_SOURCE RECORDS_:
<<<<

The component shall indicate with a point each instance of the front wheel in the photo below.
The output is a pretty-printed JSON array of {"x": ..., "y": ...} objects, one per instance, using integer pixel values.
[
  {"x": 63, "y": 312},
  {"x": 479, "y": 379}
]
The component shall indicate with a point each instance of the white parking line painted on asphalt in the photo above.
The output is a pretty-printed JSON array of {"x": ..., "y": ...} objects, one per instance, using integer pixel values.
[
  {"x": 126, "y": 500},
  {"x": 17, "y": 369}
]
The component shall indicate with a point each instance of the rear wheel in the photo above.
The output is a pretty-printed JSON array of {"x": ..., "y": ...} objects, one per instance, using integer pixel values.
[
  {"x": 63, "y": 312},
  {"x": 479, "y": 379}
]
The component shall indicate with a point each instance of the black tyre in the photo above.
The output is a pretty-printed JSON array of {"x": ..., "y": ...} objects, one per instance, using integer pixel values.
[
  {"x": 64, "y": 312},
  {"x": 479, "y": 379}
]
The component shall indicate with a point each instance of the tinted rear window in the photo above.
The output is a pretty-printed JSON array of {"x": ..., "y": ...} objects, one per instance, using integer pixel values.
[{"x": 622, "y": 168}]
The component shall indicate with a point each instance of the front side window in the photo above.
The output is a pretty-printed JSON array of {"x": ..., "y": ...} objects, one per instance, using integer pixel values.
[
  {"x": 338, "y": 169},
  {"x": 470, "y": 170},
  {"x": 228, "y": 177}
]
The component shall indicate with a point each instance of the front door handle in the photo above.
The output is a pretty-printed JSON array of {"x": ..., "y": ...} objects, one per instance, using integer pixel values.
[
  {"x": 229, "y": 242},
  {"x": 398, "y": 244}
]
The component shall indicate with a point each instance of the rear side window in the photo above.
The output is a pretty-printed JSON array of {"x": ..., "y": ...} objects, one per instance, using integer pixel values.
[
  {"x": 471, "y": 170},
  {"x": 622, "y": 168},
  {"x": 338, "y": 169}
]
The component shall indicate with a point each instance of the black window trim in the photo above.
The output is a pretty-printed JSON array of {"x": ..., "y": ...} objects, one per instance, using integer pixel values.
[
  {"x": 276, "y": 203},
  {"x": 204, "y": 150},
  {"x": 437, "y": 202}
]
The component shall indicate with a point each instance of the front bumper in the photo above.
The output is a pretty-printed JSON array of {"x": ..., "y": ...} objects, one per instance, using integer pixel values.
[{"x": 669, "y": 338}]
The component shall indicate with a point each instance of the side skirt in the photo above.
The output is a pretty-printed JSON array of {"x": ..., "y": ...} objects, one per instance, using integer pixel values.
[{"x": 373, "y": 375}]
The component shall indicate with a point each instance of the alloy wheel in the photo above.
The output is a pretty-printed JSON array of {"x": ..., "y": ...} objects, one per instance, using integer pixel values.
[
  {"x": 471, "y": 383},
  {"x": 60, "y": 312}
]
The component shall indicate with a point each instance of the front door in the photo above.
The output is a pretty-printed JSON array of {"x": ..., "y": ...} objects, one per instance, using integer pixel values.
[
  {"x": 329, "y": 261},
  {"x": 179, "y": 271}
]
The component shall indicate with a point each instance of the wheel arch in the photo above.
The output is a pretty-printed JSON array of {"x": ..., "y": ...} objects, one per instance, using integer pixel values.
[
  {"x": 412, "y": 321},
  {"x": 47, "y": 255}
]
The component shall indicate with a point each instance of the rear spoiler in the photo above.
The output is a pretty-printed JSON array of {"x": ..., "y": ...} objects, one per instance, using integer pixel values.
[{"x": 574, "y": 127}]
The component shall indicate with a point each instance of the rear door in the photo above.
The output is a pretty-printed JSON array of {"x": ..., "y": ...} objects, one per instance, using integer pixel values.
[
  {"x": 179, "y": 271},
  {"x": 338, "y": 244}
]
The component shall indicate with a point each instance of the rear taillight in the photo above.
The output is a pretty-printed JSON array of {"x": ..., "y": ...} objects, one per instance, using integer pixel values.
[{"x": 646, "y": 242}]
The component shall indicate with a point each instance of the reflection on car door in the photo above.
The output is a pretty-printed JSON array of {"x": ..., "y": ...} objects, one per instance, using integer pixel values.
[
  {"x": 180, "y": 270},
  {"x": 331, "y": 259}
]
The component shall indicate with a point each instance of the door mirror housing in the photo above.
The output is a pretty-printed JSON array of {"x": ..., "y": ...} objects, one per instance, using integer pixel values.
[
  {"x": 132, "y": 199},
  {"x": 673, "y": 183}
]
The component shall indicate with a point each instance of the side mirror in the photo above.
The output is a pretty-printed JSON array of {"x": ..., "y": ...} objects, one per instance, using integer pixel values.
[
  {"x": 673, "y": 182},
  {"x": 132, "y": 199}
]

>>>>

_EXERCISE GOAL_:
Rewrite all of the records above, changing every "component" to "system" and leaving everything else as it is.

_COMPLETED EXERCISE_:
The system shall indicate with a point each instance of the front wheel in the photo below.
The output is a pretty-printed JSON array of {"x": ..., "y": ...} objects, one per instance, using integer pixel values.
[
  {"x": 63, "y": 312},
  {"x": 479, "y": 379}
]
The system shall indicate with a point each instance of the white parking line painted on asphalt in the photo above.
The output is a pretty-printed JSON array of {"x": ..., "y": ...} objects, one per instance, using integer pixel values.
[
  {"x": 126, "y": 500},
  {"x": 17, "y": 369}
]
The system shall indicate with a point each instance of the rear wheel in the photo above.
The output is a pretty-printed JSON array of {"x": ..., "y": ...} objects, one per instance, using integer pixel values.
[
  {"x": 63, "y": 312},
  {"x": 479, "y": 379}
]
The system shall indicate with a point each instance of the black tyre in the photo above.
The output is a pretty-printed JSON array of {"x": ..., "y": ...} objects, one per instance, using integer pixel values.
[
  {"x": 64, "y": 312},
  {"x": 479, "y": 379}
]
The system shall indicate with a point each instance of the tinted rear window in the photo above.
The output is a pretty-printed JSON array of {"x": ..., "y": ...} objects, one per instance, using integer pixel values.
[{"x": 622, "y": 168}]
The system shall indicate with a point each instance of the front side window in the photo above.
The output is a pretty-printed JSON array of {"x": ..., "y": ...} objects, one per instance, using integer pixel values.
[
  {"x": 338, "y": 169},
  {"x": 470, "y": 170},
  {"x": 228, "y": 177}
]
The system shall indicate with a point each instance of the front door handle in the photo above.
The output is a pretty-printed JSON array of {"x": ..., "y": ...} objects, one per instance, using integer pixel values.
[
  {"x": 229, "y": 242},
  {"x": 398, "y": 244}
]
The system shall indicate with a point each instance of the rear side window in the photo above.
The output is a pretty-printed JSON array of {"x": ..., "y": ...} objects, one per instance, using integer pixel values.
[
  {"x": 471, "y": 170},
  {"x": 622, "y": 168},
  {"x": 338, "y": 169}
]
The system shall indicate with a point each instance of the black window trim in the photo above.
The output is a pretty-printed JSON array of {"x": ..., "y": ...} objects, one per instance, using integer pixel values.
[
  {"x": 276, "y": 203},
  {"x": 204, "y": 150},
  {"x": 437, "y": 202}
]
The system shall indicate with a point each instance of the front bumper in the photo above.
The output is a pretty-printed JSON array of {"x": ..., "y": ...} objects, one per instance, using integer pixel values.
[{"x": 669, "y": 338}]
The system shall indicate with a point each instance of the side skirt in the photo above.
The output is a pretty-printed JSON array of {"x": ..., "y": ...} objects, one per instance, using integer pixel values.
[{"x": 373, "y": 375}]
The system shall indicate with a point each instance of the alloy wheel in the photo above.
The output is a pretty-printed JSON array of {"x": ..., "y": ...} objects, one per instance, using integer pixel values.
[
  {"x": 471, "y": 383},
  {"x": 60, "y": 312}
]
The system shall indicate with a point each instance of the front door in the photo above.
The output is a pretty-printed JSON array of {"x": ..., "y": ...} objects, one per instance, using integer pixel values.
[
  {"x": 329, "y": 261},
  {"x": 179, "y": 271}
]
The system shall indicate with a point each instance of the wheel arch in the photo above.
The output is a pretty-printed JSON array of {"x": ..., "y": ...} objects, one per instance, using integer pixel values.
[
  {"x": 412, "y": 321},
  {"x": 47, "y": 255}
]
The system shall indicate with a point each instance of the rear spoiler in the photo above.
The output is a pretty-printed JSON array of {"x": ..., "y": ...} objects, one per instance, using integer pixel values.
[{"x": 574, "y": 127}]
The system shall indicate with a point each instance of the rear door in the photo above.
The output is a pretty-printed JSON array of {"x": ..., "y": ...} objects, one per instance, using integer pixel values.
[
  {"x": 179, "y": 271},
  {"x": 338, "y": 244}
]
The system shall indicate with a point each instance of the rear taillight in the photo above.
The output is a pretty-printed JSON array of {"x": ..., "y": ...} objects, one per instance, using integer pixel values.
[{"x": 646, "y": 242}]
The system shall indicate with a point each instance of the reflection on car door in the photo above.
The output is a pretty-printed JSON array of {"x": ..., "y": ...} objects, one per instance, using integer pixel values.
[
  {"x": 180, "y": 270},
  {"x": 331, "y": 259}
]
The system shall indicate with a point each instance of the door mirror housing in the photo above.
The output is a pretty-printed JSON array of {"x": ..., "y": ...} objects, one per instance, using integer pixel values.
[
  {"x": 132, "y": 199},
  {"x": 673, "y": 183}
]
The system shall indicate with a point each instance of the side mirror in the photo above.
The output is a pretty-printed JSON array of {"x": ..., "y": ...} objects, one per instance, using integer pixel values.
[
  {"x": 673, "y": 182},
  {"x": 132, "y": 199}
]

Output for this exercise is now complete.